> [Material for the task]:
=-=-=

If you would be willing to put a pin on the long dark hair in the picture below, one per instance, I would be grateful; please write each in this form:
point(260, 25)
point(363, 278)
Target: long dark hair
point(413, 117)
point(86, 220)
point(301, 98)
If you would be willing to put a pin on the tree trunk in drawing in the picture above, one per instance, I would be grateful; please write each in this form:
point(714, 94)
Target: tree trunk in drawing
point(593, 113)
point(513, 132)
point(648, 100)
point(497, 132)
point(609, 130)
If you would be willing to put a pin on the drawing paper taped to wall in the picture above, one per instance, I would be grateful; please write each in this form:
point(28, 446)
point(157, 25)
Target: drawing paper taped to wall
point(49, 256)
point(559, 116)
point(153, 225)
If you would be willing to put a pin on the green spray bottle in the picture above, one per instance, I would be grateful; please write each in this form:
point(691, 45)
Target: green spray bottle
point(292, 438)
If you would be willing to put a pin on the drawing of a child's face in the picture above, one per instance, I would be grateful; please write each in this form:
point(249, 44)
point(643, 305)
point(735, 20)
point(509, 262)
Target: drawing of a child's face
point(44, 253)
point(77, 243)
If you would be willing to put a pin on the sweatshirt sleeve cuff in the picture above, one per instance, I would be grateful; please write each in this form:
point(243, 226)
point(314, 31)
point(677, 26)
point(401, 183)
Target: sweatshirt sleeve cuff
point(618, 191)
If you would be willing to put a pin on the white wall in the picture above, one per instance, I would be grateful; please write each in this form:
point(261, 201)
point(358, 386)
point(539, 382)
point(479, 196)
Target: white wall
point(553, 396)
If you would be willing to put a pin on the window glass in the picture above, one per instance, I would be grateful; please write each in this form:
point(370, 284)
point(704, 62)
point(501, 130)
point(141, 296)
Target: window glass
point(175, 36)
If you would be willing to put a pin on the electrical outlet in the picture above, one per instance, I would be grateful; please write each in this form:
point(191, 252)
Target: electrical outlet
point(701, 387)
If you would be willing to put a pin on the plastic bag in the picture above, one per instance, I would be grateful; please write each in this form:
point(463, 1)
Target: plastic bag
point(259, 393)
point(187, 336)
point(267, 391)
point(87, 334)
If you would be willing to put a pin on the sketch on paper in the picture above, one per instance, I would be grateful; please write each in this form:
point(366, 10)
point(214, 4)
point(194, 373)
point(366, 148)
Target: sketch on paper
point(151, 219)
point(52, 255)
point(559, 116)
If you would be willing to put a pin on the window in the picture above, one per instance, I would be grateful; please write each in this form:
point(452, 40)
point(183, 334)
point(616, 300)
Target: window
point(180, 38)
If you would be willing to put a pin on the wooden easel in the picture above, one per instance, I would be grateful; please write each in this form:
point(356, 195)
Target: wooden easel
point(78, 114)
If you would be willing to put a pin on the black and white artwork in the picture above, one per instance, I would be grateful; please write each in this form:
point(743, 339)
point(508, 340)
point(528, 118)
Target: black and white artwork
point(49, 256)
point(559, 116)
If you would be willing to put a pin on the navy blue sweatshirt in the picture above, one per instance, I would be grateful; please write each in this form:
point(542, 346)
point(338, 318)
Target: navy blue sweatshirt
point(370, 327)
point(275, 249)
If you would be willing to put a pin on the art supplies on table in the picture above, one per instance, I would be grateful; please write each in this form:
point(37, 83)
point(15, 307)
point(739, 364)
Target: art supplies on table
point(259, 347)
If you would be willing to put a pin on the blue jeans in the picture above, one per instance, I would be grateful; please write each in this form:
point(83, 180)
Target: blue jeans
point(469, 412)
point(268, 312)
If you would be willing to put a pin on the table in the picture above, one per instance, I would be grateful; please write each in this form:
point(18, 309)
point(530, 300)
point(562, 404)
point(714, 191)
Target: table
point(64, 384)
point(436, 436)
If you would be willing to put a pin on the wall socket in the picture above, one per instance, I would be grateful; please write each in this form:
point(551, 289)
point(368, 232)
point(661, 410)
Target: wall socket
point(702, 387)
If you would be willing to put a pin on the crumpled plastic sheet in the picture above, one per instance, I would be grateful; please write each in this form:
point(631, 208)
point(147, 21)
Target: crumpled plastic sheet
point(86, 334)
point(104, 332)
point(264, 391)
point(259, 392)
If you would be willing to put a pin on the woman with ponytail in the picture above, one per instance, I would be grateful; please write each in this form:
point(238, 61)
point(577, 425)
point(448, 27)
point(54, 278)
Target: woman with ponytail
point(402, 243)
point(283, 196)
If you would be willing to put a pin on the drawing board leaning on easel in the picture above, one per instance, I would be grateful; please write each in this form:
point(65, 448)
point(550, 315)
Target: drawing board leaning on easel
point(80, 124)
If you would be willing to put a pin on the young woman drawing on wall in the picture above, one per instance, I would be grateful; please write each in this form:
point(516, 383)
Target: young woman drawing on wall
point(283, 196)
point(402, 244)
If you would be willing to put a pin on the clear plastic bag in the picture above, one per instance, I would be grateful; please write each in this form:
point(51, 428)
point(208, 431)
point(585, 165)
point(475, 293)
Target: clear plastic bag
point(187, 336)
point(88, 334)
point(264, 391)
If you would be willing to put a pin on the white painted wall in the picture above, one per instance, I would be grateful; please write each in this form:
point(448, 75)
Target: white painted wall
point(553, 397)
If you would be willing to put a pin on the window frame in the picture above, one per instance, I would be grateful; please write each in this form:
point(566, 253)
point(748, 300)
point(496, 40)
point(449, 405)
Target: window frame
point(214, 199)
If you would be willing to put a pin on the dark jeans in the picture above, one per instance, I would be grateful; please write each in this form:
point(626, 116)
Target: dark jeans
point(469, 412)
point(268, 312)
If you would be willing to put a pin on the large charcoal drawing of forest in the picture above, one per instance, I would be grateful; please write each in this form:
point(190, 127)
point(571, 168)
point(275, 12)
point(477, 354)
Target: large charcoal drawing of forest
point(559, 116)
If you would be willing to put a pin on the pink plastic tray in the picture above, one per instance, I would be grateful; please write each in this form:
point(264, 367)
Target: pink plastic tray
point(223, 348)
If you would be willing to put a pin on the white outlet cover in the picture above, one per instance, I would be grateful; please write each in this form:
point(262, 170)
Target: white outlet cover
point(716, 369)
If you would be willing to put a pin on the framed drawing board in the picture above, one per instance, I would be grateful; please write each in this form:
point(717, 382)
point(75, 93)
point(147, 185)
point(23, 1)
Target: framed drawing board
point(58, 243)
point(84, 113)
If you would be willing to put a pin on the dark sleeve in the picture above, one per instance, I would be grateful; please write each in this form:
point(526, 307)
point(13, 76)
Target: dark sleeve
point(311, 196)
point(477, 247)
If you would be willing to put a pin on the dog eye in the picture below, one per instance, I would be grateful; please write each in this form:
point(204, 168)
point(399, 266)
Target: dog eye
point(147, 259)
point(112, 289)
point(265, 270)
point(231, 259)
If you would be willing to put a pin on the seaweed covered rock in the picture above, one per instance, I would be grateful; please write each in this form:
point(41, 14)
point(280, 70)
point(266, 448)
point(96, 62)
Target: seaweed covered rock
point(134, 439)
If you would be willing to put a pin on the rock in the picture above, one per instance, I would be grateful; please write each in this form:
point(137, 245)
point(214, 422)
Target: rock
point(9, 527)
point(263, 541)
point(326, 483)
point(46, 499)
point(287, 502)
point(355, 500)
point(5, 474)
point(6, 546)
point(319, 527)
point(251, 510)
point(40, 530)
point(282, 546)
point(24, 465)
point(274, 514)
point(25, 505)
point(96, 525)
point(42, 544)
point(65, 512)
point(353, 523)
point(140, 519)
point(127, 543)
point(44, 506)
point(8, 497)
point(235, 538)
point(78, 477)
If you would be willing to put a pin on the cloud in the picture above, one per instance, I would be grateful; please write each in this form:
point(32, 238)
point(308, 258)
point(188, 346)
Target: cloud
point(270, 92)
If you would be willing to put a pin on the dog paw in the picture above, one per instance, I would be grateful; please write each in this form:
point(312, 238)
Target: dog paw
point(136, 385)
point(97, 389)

=-=-=

> [What is needed]: Retype the rows above character for character, starting with the first line and stopping after the line that contains "point(292, 438)".

> [Exercise output]:
If you would be willing to put a pin on the long dark hair in the picture below, one per instance, I would be grateful; please write each in this form:
point(260, 25)
point(363, 278)
Target: long dark hair
point(413, 117)
point(86, 220)
point(301, 98)
If you would be willing to put a pin on the tree trunk in drawing in the picture above, one per instance, I would be grateful; please write each in this form:
point(714, 94)
Target: tree trunk in drawing
point(593, 113)
point(513, 132)
point(648, 100)
point(497, 132)
point(609, 130)
If you would be willing to put a pin on the drawing paper taped to wall in the picture above, one per instance, I would be grateful; please write each in this form:
point(28, 446)
point(157, 25)
Target: drawing paper taped to wall
point(49, 256)
point(559, 116)
point(153, 225)
If you would be willing to put a pin on the green spray bottle in the picture above, one per instance, I would be grateful; please write each in this form:
point(691, 45)
Target: green spray bottle
point(292, 438)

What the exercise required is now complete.